Data for processing section start
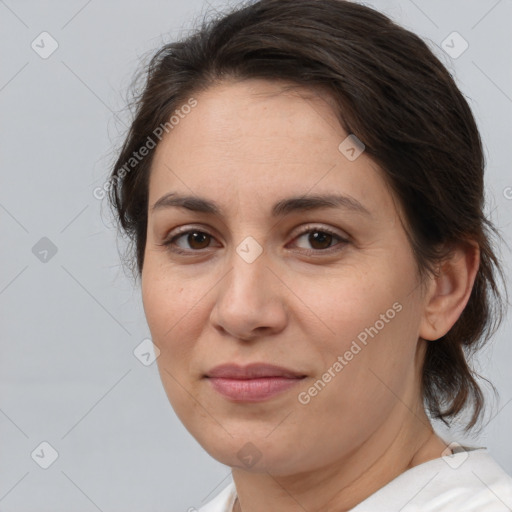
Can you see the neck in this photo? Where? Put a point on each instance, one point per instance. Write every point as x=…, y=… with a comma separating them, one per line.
x=346, y=482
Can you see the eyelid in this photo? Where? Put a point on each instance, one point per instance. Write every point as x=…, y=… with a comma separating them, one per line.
x=303, y=230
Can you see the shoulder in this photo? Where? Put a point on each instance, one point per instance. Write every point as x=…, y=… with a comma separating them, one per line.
x=223, y=502
x=470, y=480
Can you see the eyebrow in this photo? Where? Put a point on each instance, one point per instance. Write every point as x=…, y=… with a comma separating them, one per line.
x=281, y=208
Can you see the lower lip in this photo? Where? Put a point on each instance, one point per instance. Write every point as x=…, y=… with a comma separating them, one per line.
x=252, y=390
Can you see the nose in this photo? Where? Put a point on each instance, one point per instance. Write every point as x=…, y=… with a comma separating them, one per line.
x=250, y=300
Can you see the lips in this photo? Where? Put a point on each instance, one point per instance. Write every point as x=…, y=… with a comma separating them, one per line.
x=252, y=383
x=252, y=371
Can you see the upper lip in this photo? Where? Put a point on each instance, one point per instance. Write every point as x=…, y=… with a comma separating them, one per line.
x=252, y=371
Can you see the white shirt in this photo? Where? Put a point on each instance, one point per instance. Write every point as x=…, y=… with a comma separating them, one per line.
x=470, y=480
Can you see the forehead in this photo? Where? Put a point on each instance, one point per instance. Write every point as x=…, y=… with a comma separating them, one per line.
x=259, y=139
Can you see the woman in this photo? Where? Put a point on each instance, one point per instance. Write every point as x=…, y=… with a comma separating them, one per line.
x=303, y=185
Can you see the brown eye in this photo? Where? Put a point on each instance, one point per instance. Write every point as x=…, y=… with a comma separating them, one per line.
x=320, y=239
x=198, y=239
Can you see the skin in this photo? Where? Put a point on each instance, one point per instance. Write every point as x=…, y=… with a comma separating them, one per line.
x=247, y=145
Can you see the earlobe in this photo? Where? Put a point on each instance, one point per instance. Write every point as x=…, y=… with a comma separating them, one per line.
x=450, y=291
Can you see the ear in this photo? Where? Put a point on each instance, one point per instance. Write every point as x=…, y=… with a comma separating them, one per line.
x=449, y=291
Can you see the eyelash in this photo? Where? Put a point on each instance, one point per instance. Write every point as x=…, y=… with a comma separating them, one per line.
x=169, y=244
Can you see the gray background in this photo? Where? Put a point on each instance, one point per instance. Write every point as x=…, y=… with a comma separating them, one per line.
x=70, y=323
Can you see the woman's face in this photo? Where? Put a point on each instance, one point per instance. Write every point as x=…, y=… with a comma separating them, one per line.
x=330, y=293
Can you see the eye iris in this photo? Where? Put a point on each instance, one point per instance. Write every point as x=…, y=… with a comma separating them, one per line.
x=195, y=236
x=316, y=237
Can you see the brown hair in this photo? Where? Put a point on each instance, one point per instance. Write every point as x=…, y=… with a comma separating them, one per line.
x=394, y=95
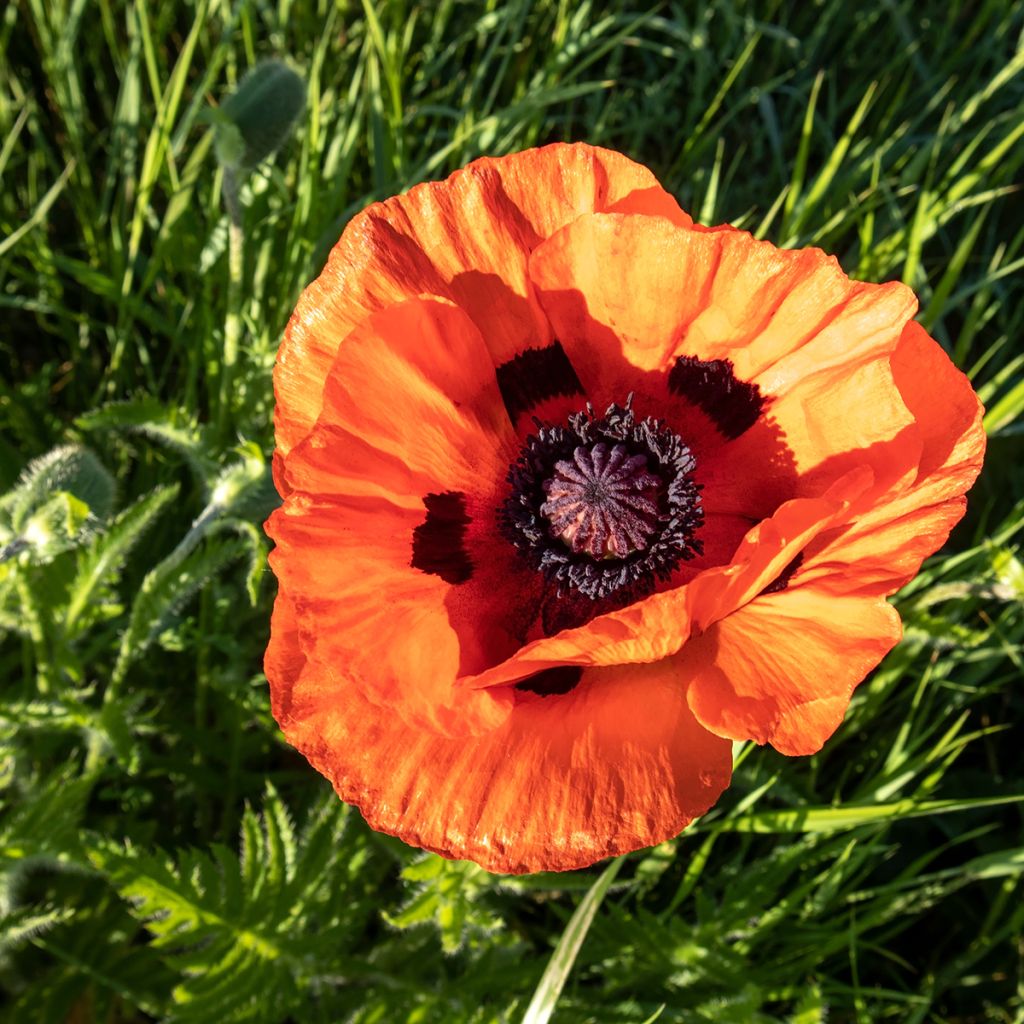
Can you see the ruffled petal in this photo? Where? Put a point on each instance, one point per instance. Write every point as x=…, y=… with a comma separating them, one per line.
x=363, y=606
x=782, y=668
x=411, y=406
x=783, y=331
x=884, y=547
x=466, y=239
x=383, y=498
x=658, y=626
x=613, y=765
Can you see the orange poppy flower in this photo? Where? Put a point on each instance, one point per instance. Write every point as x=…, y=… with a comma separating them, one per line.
x=576, y=493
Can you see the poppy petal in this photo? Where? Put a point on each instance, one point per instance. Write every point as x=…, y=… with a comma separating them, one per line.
x=657, y=626
x=412, y=387
x=781, y=669
x=615, y=764
x=885, y=546
x=466, y=239
x=381, y=496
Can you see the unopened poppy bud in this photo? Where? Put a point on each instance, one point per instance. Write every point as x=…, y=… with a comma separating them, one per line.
x=256, y=119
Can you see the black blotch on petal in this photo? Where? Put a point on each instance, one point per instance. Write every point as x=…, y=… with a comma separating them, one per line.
x=711, y=385
x=552, y=682
x=532, y=376
x=439, y=542
x=782, y=580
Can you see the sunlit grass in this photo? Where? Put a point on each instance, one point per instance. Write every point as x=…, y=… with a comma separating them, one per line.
x=877, y=881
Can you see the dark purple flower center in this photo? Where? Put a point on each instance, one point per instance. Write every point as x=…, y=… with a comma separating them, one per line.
x=603, y=502
x=604, y=505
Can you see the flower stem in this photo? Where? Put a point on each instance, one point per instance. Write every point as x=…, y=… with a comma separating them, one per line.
x=232, y=320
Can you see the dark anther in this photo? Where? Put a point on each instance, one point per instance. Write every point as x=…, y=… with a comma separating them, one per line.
x=535, y=375
x=439, y=542
x=711, y=385
x=552, y=682
x=604, y=505
x=782, y=580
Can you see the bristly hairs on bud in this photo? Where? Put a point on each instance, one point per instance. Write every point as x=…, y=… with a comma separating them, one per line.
x=256, y=120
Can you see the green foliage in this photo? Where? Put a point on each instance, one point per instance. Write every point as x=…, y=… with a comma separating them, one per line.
x=448, y=895
x=878, y=881
x=243, y=931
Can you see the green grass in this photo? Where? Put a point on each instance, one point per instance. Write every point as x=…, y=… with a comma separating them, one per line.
x=880, y=880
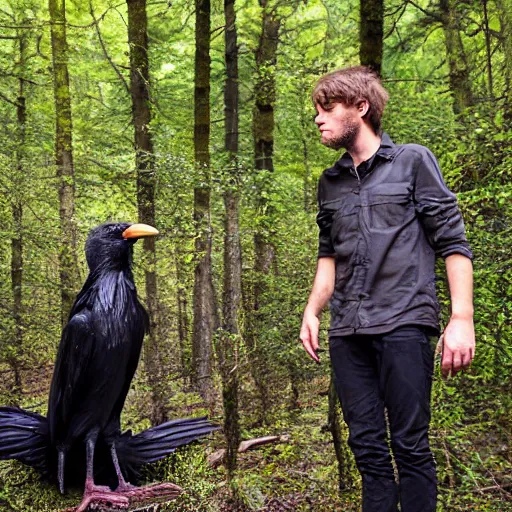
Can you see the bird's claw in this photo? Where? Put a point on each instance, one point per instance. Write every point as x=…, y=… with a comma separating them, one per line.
x=102, y=499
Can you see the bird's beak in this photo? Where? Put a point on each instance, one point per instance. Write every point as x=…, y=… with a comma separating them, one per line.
x=139, y=231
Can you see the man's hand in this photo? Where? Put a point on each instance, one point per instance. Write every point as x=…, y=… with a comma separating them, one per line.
x=309, y=333
x=458, y=346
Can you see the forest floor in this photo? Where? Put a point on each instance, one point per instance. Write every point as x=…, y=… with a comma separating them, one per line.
x=298, y=474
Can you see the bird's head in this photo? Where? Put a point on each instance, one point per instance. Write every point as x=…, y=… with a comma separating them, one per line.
x=111, y=244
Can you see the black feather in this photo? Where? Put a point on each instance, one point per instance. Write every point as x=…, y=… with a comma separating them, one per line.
x=98, y=354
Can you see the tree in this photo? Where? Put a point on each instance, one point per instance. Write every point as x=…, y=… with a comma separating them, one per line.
x=460, y=84
x=263, y=133
x=64, y=157
x=232, y=251
x=371, y=32
x=146, y=179
x=204, y=301
x=505, y=16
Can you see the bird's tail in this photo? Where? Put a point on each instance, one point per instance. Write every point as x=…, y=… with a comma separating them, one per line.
x=157, y=442
x=24, y=436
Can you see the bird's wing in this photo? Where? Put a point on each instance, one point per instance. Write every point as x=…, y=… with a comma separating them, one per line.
x=70, y=376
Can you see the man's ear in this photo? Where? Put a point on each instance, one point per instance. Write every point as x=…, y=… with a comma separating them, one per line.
x=363, y=107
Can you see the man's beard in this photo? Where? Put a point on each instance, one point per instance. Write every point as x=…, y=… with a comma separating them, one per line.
x=347, y=138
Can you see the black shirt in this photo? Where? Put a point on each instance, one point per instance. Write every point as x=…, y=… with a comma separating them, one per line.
x=385, y=228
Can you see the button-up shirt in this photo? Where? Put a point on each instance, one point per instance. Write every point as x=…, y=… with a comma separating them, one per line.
x=385, y=230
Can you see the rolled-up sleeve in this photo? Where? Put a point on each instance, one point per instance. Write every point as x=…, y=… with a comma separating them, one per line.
x=437, y=209
x=324, y=221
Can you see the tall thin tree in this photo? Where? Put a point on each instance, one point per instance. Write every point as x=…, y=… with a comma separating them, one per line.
x=232, y=250
x=505, y=15
x=460, y=83
x=17, y=213
x=204, y=308
x=146, y=180
x=371, y=33
x=68, y=267
x=263, y=133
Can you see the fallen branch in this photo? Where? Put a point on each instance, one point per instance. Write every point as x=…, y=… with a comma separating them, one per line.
x=217, y=457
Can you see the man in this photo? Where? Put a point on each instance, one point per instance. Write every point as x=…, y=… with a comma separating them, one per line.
x=385, y=214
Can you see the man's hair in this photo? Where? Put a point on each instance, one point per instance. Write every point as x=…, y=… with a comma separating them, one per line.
x=350, y=86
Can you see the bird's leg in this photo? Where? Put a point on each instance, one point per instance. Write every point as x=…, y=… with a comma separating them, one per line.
x=123, y=485
x=90, y=486
x=139, y=495
x=62, y=456
x=96, y=495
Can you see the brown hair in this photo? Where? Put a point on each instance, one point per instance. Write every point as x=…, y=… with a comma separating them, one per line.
x=350, y=86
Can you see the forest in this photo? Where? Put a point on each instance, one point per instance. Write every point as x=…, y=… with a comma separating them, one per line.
x=196, y=118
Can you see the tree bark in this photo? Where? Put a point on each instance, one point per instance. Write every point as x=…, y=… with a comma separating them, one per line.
x=232, y=250
x=146, y=179
x=263, y=133
x=460, y=84
x=203, y=287
x=371, y=33
x=17, y=215
x=505, y=15
x=64, y=157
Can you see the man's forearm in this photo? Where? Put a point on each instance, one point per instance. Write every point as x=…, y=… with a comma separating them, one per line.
x=323, y=286
x=459, y=270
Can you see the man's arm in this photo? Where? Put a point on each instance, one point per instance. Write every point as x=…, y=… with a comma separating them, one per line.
x=459, y=335
x=323, y=286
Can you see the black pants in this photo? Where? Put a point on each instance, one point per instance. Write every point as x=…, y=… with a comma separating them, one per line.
x=392, y=371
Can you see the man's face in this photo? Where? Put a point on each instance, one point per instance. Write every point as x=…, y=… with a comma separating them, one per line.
x=339, y=125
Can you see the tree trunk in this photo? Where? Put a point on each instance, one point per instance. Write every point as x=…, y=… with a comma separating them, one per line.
x=505, y=15
x=145, y=163
x=232, y=250
x=488, y=51
x=263, y=132
x=64, y=157
x=203, y=286
x=183, y=323
x=460, y=84
x=371, y=33
x=17, y=215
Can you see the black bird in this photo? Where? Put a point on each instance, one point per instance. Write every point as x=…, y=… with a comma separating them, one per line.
x=97, y=358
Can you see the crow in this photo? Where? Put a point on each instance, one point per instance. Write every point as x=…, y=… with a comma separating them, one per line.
Data for processing section end
> _Your instructions_
Quote only the lines from the one containing "Can you see the tree trunk" through the final line of the records, with both ends included.

> _Output of the task_
Can you see the tree trunk in this photo? Where? Put a point on each instance, one point per instance. Write every point as x=…, y=… with a comma separating them, one per line.
x=505, y=15
x=145, y=163
x=232, y=250
x=488, y=51
x=263, y=132
x=64, y=157
x=203, y=286
x=183, y=323
x=460, y=84
x=371, y=33
x=17, y=215
Can you see the black bird in this photo? Where? Put a point on each instance, one point per instance. Write every point as x=…, y=… with a comma separating them, one per line.
x=97, y=358
Can you see the crow in this photo? Where? Put a point on each instance, one point per instance. Write every point as x=…, y=… with a comma separating them, one per line.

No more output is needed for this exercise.